» **YOUR ASSIGNMENT**
I'd like the entire listing output verbatim, apart from the pictures.

» **DATA PROVIDED**

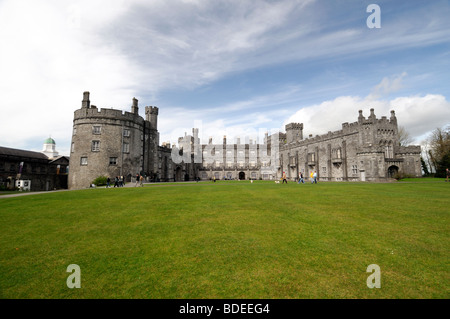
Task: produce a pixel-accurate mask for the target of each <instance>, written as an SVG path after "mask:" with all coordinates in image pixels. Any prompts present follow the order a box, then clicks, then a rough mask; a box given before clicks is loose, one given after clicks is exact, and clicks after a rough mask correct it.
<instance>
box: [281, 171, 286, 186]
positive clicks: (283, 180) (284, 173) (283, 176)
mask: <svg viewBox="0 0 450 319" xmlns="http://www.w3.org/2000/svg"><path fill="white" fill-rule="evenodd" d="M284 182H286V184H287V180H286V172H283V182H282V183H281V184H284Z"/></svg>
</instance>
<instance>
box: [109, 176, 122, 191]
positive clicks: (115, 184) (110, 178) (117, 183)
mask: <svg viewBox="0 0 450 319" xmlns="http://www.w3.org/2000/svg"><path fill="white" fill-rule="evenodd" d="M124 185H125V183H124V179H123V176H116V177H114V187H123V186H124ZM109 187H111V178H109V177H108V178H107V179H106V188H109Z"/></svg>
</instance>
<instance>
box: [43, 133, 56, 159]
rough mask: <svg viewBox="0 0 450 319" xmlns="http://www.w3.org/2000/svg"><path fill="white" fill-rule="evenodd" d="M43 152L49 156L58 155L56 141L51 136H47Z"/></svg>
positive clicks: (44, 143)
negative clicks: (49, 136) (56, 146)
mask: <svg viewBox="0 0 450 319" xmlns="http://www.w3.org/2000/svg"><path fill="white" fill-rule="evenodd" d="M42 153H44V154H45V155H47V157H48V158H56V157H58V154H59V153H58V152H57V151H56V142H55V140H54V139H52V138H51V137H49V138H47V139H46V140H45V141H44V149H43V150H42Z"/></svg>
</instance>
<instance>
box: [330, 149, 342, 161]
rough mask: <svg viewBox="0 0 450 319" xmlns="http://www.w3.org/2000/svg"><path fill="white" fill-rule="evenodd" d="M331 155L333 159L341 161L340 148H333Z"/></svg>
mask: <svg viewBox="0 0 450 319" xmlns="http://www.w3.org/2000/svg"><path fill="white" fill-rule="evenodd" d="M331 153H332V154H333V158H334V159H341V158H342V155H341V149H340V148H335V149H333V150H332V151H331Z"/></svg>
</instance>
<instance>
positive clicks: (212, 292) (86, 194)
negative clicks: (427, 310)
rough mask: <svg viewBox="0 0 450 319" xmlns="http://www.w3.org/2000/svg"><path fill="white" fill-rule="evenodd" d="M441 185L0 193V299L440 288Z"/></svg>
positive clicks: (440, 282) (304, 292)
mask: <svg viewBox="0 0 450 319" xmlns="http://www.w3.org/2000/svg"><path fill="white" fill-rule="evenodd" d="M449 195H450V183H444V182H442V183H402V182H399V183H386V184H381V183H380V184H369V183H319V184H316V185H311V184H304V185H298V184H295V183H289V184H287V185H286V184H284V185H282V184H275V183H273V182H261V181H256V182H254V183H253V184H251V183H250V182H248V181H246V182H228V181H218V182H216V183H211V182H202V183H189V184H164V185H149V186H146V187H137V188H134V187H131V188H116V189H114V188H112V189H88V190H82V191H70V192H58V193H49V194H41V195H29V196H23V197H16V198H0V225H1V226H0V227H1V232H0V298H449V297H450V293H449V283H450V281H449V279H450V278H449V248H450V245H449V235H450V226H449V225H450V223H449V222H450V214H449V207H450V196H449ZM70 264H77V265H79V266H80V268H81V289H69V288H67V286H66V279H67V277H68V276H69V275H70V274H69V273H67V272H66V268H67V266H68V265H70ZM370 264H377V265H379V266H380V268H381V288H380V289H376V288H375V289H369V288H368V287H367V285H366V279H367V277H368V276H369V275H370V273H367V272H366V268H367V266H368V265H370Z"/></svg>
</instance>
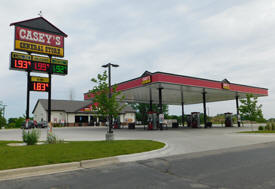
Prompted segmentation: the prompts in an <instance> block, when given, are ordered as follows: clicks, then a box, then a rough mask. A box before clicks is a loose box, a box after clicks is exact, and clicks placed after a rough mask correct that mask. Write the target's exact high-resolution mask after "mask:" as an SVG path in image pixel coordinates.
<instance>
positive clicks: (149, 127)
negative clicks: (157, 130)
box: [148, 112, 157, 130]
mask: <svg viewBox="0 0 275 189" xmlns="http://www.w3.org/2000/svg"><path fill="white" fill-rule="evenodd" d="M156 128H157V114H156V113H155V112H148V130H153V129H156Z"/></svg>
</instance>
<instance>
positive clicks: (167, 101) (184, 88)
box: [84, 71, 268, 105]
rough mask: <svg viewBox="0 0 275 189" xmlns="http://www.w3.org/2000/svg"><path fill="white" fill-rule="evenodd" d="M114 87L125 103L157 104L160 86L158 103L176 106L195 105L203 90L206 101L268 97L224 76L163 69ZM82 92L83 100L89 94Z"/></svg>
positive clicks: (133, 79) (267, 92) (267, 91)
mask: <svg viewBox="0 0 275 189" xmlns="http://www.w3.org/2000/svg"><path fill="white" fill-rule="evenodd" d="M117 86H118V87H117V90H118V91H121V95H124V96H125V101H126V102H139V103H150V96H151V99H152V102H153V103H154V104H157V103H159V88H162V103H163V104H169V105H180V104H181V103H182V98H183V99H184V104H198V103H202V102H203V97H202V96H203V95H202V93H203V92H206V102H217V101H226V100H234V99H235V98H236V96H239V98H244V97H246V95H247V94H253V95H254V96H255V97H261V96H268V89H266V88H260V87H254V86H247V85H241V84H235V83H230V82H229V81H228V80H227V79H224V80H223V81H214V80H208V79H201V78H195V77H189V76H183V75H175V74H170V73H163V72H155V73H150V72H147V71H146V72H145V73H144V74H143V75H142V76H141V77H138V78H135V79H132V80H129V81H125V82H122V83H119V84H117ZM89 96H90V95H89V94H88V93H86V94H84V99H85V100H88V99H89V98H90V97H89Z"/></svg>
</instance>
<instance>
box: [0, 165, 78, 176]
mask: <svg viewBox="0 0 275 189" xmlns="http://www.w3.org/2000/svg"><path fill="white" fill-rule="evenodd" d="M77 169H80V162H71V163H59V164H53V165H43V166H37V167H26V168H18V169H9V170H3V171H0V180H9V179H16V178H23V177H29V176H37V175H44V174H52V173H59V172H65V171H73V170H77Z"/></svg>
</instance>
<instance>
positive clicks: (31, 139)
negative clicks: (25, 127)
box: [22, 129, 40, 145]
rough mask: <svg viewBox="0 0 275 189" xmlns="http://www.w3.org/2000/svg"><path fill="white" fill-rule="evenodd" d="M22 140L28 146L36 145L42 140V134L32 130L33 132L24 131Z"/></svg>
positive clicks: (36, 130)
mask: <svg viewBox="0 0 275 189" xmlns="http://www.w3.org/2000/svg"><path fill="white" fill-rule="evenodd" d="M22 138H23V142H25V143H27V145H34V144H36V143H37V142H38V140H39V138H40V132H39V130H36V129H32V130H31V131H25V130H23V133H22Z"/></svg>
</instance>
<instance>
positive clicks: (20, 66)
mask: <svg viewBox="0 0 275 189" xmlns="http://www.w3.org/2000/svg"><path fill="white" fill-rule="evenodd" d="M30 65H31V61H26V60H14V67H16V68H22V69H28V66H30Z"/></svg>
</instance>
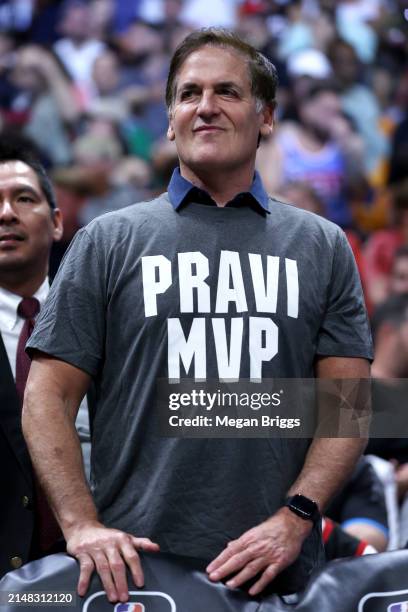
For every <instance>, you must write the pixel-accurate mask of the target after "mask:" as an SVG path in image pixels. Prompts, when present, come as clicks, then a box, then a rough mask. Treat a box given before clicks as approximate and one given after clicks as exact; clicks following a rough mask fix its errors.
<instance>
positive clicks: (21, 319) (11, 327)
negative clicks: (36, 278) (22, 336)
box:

» **WRITTEN ANSWER**
Task: produce a pixel-accurate mask for the target of each <instance>, written as an SVG path after "mask:" with all coordinates in image pixels. Any prompts present follow the order a box, then clicks, then a rough mask; a box given before clicks is loose, one given after clicks is exact, and clicks after a rough mask correct it.
<instance>
box: [281, 171, 286, 186]
positive clicks: (283, 180) (284, 173) (283, 176)
mask: <svg viewBox="0 0 450 319" xmlns="http://www.w3.org/2000/svg"><path fill="white" fill-rule="evenodd" d="M284 182H286V184H287V180H286V172H283V182H282V183H281V184H284Z"/></svg>
</instance>
<instance>
box: [109, 176, 122, 191]
positive clicks: (115, 184) (110, 178) (117, 183)
mask: <svg viewBox="0 0 450 319" xmlns="http://www.w3.org/2000/svg"><path fill="white" fill-rule="evenodd" d="M124 185H125V183H124V179H123V176H116V177H114V187H123V186H124ZM109 187H111V178H109V177H108V178H107V179H106V188H109Z"/></svg>
</instance>
<instance>
box: [43, 133, 56, 159]
rough mask: <svg viewBox="0 0 450 319" xmlns="http://www.w3.org/2000/svg"><path fill="white" fill-rule="evenodd" d="M43 152L49 156L58 155L56 141L51 136H47Z"/></svg>
positive clicks: (44, 143)
negative clicks: (49, 136) (56, 146)
mask: <svg viewBox="0 0 450 319" xmlns="http://www.w3.org/2000/svg"><path fill="white" fill-rule="evenodd" d="M42 153H44V154H45V155H47V157H48V158H56V157H58V154H59V153H58V152H57V151H56V142H55V140H54V139H52V138H51V137H49V138H47V139H46V140H45V141H44V149H43V150H42Z"/></svg>
</instance>
<instance>
box: [330, 149, 342, 161]
rough mask: <svg viewBox="0 0 450 319" xmlns="http://www.w3.org/2000/svg"><path fill="white" fill-rule="evenodd" d="M331 155L333 159L341 161L340 148H333Z"/></svg>
mask: <svg viewBox="0 0 450 319" xmlns="http://www.w3.org/2000/svg"><path fill="white" fill-rule="evenodd" d="M331 153H332V154H333V158H334V159H341V158H342V155H341V149H340V148H335V149H333V150H332V151H331Z"/></svg>
</instance>
<instance>
positive clicks: (212, 292) (86, 194)
negative clicks: (427, 310)
rough mask: <svg viewBox="0 0 450 319" xmlns="http://www.w3.org/2000/svg"><path fill="white" fill-rule="evenodd" d="M441 185L0 193V299L440 288Z"/></svg>
positive clicks: (440, 282) (304, 292)
mask: <svg viewBox="0 0 450 319" xmlns="http://www.w3.org/2000/svg"><path fill="white" fill-rule="evenodd" d="M449 195H450V183H444V182H442V183H402V182H399V183H386V184H381V183H380V184H369V183H319V184H316V185H311V184H304V185H298V184H295V183H289V184H287V185H286V184H284V185H282V184H275V183H273V182H261V181H256V182H254V183H253V184H251V183H250V182H248V181H246V182H228V181H218V182H216V183H211V182H202V183H189V184H164V185H149V186H146V187H137V188H134V187H131V188H116V189H114V188H112V189H88V190H82V191H70V192H58V193H49V194H41V195H29V196H23V197H16V198H0V225H1V226H0V227H1V232H0V298H449V297H450V293H449V283H450V281H449V279H450V278H449V248H450V245H449V235H450V226H449V225H450V223H449V222H450V214H449V207H450V196H449ZM70 264H77V265H79V266H80V268H81V289H69V288H67V286H66V279H67V277H68V276H69V275H70V274H69V273H67V272H66V268H67V266H68V265H70ZM370 264H377V265H379V266H380V268H381V288H380V289H376V288H375V289H369V288H368V287H367V285H366V279H367V277H368V276H369V275H370V273H367V272H366V268H367V266H368V265H370Z"/></svg>
</instance>
Prompted segmentation: the prompts in an <instance> block, when given, are ordered as follows: clicks, then a box, then a rough mask. A box before clicks is a loose box, a box after clicks is exact, and clicks placed after a rough mask correct that mask. Write the target's exact high-resolution mask after "mask:" as an SVG path in image pixel coordinates.
<instance>
positive clicks: (149, 127)
negative clicks: (157, 130)
box: [148, 112, 157, 130]
mask: <svg viewBox="0 0 275 189" xmlns="http://www.w3.org/2000/svg"><path fill="white" fill-rule="evenodd" d="M156 128H157V114H156V113H155V112H148V130H153V129H156Z"/></svg>
</instance>
<instance>
positive clicks: (167, 101) (184, 88)
box: [84, 71, 268, 105]
rough mask: <svg viewBox="0 0 275 189" xmlns="http://www.w3.org/2000/svg"><path fill="white" fill-rule="evenodd" d="M114 87L125 103L157 104L160 86L158 103L176 106L195 105L203 90L206 101L268 97L224 76L163 69ZM82 92L83 100L89 94Z"/></svg>
positive clicks: (133, 79) (267, 92) (267, 91)
mask: <svg viewBox="0 0 275 189" xmlns="http://www.w3.org/2000/svg"><path fill="white" fill-rule="evenodd" d="M117 86H118V87H117V90H118V91H121V95H124V96H125V101H126V102H139V103H150V96H151V99H152V102H153V103H154V104H157V103H159V88H162V103H163V104H169V105H180V104H181V103H182V98H183V99H184V104H198V103H202V102H203V97H202V96H203V95H202V93H203V92H206V102H217V101H226V100H234V99H235V98H236V96H239V98H244V97H246V95H247V94H253V95H254V96H255V97H261V96H268V89H266V88H260V87H254V86H247V85H241V84H235V83H230V82H229V81H228V80H227V79H224V80H223V81H214V80H208V79H201V78H195V77H189V76H183V75H175V74H170V73H163V72H155V73H150V72H147V71H146V72H145V73H144V74H143V75H142V76H141V77H138V78H135V79H132V80H129V81H125V82H122V83H119V84H117ZM89 96H90V95H89V94H88V93H86V94H84V99H85V100H88V99H89V98H90V97H89Z"/></svg>
</instance>
<instance>
box: [0, 165, 78, 176]
mask: <svg viewBox="0 0 275 189" xmlns="http://www.w3.org/2000/svg"><path fill="white" fill-rule="evenodd" d="M77 169H80V162H71V163H59V164H53V165H43V166H37V167H26V168H18V169H9V170H3V171H0V180H9V179H16V178H23V177H29V176H37V175H44V174H52V173H59V172H65V171H73V170H77Z"/></svg>
</instance>
<instance>
positive clicks: (31, 139)
negative clicks: (25, 127)
box: [22, 129, 40, 145]
rough mask: <svg viewBox="0 0 275 189" xmlns="http://www.w3.org/2000/svg"><path fill="white" fill-rule="evenodd" d="M22 140L28 146L36 145L42 140V134L32 130L33 132L24 131Z"/></svg>
positive clicks: (36, 130)
mask: <svg viewBox="0 0 275 189" xmlns="http://www.w3.org/2000/svg"><path fill="white" fill-rule="evenodd" d="M22 138H23V142H25V143H27V145H34V144H36V143H37V142H38V140H39V138H40V132H39V130H36V129H32V130H31V131H25V130H23V133H22Z"/></svg>
</instance>
<instance>
positive clicks: (20, 66)
mask: <svg viewBox="0 0 275 189" xmlns="http://www.w3.org/2000/svg"><path fill="white" fill-rule="evenodd" d="M30 65H31V61H26V60H14V67H16V68H22V69H28V66H30Z"/></svg>
</instance>
For every <instance>, you must write the pixel-accurate mask of the target after "mask:" as an SVG path in image pixels. Prompts, when present, come as clicks, then a box, then a rough mask. Treat a box given before clicks as approximate and one given after clicks as exact; clicks following a rough mask fix its errors.
<instance>
positive clicks: (21, 319) (11, 327)
negative clicks: (36, 278) (22, 336)
box:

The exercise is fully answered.